Las armas nucleares no son el único instrumento con el que cuenta una política de valores últimos. Cada vez que una comunidad está dispuesta a sacrificarse en lugar de rendirse, están en juego cuestiones sobre valores últimos. Cuando sólo uno de los lados está a tal punto comprometido con prevalecer en un conflicto, es inevitable que gane. Por ello, las fuerzas anticoloniales siempre ganaron sus guerras de liberación. Cada vez que la violencia sea leída como sacrificio, el despliegue de más violencia no puede forzar la solución del conflicto. En dichos casos, el sacrificio no es percibido como un costo, sino como una reivindicación de los valores por los cuales se ha muerto. El martirio crea nuevos mártires.
Es por ello que la violencia no logrará crear una solución al conflicto palestino-israelí; al menos, ninguna distinta al desencadenamiento de violencia apocalíptica sobre alguno de los dos bandos. Ambas partes ven un valor último en juego. El conflicto entre dos bandos igualmente dispuestos a sacrificarse no puede ser resuelto apelando a la ley; eso sólo lo puede lograr el equilibrio del terror. Así, los israelíes pretenden luchar dentro de los márgenes de la ley, pero saben que su arma más eficaz es el “daño colateral”. Los palestinos, por su parte, intentan arrojar sobre la población israelí una amenaza similar de violencia directa. Ninguno de los bandos, sin embargo, puede permitirse que dicho equilibrio se salga completamente de control sin ponerlo todo en riesgo.
La violencia de estas últimas semanas nos enseña una vez más que la ley no crea las condiciones para el orden político, sino que la ley presupone la existencia de un orden político. Antes de que podamos tener leyes, debemos tener una comunidad basada en intereses comunes. Curiosamente, esto es cierto incluso en el caso de las leyes sobre la guerra: ellas fueron diseñadas para regular los conflictos entre naciones ya comprometidas a convivir en el largo plazo. Sin ese compromiso común, el equilibrio de la amenaza es la única base de la moderación. Los israelíes y los palestinos han experimentado desde hace varias generaciones la realidad de la política situada más allá de la legalidad. Se han convertido en expertos en el manejo de la violencia, ya que ninguno de las bandos parece seguir un programa razonable para la solución del conflicto político.
Del mismo modo que la ley no puede crear una comunidad entre pueblos que se ven mutuamente como enemigos, asimismo tampoco puede mantener unida a una comunidad una vez que los lazos de la amistad política fracasan. Cuando las comunidades se embarcan violentamente en la secesión, sus conflictos no son resueltos legalmente. De hecho, la secesión representa el fracaso de la ley. La ley no nos puede decir qué pueblos debieran constituir un Estado, o qué fronteras debieran demarcarlos. Tanto la unión como la disolución de los Estados involucran más de lo que la ley puede ofrecer. Cuando tal conflicto se vuelve violento, como ha ocurrido en Ucrania, sólo nos queda esperar que podamos confiar en el juicio de los políticos, pues la ley no tiene nada útil que decir.

____________

Comprueba tu comprensión:
A. Cambia "bandos" por "contendientes" y reproduce el fragmento desde "Es por ello" hasta "todo en riesgo.".
B. Según el fragmento, ¿cuál saben los israelíes que es su arma más eficaz?
Los ítems no intervienen en nada de esto.

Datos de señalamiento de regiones
____________

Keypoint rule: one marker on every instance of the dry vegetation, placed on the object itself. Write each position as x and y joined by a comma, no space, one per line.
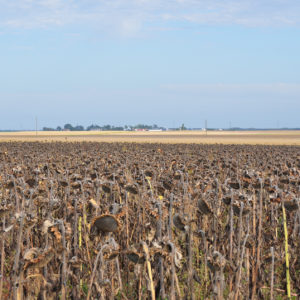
149,221
182,137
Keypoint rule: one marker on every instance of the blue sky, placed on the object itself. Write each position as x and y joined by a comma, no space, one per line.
141,61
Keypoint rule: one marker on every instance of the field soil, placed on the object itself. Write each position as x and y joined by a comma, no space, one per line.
197,137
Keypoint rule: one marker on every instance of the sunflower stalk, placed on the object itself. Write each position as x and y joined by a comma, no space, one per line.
286,249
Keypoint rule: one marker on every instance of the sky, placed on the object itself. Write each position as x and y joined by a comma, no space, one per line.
167,62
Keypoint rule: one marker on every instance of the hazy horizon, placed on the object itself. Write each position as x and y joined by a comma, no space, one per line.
153,62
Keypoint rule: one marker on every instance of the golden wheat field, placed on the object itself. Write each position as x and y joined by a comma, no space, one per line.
197,137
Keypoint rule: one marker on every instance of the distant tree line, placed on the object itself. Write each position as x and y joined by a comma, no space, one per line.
70,127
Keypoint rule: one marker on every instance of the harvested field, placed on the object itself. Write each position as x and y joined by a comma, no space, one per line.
182,137
90,220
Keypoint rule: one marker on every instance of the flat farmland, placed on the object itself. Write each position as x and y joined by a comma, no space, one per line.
181,137
94,220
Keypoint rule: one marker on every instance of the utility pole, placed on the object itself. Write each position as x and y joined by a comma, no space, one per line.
36,126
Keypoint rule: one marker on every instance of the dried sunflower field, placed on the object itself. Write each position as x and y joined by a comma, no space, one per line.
149,221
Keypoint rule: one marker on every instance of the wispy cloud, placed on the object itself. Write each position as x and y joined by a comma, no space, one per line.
291,89
131,16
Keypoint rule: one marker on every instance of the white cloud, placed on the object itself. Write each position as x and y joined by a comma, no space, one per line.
291,89
131,16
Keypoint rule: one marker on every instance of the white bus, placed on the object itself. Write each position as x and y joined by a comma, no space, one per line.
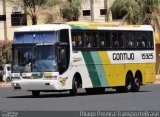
65,57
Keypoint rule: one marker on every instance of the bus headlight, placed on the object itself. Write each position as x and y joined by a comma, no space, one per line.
50,77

____________

Respuestas por tarea:
A.
Es por ello que la violencia no logrará crear una solución al conflicto palestino-israelí; al menos, ninguna distinta al desencadenamiento de violencia apocalíptica sobre alguno de los dos contendientes. Ambas partes ven un valor último en juego. El conflicto entre dos contendientes igualmente dispuestos a sacrificarse no puede ser resuelto apelando a la ley; eso sólo lo puede lograr el equilibrio del terror. Así, los israelíes pretenden luchar dentro de los márgenes de la ley, pero saben que su arma más eficaz es el “daño colateral”. Los palestinos, por su parte, intentan arrojar sobre la población israelí una amenaza similar de violencia directa. Ninguno de los contendientes, sin embargo, puede permitirse que dicho equilibrio se salga completamente de control sin ponerlo todo en riesgo.

B. El "daño colateral".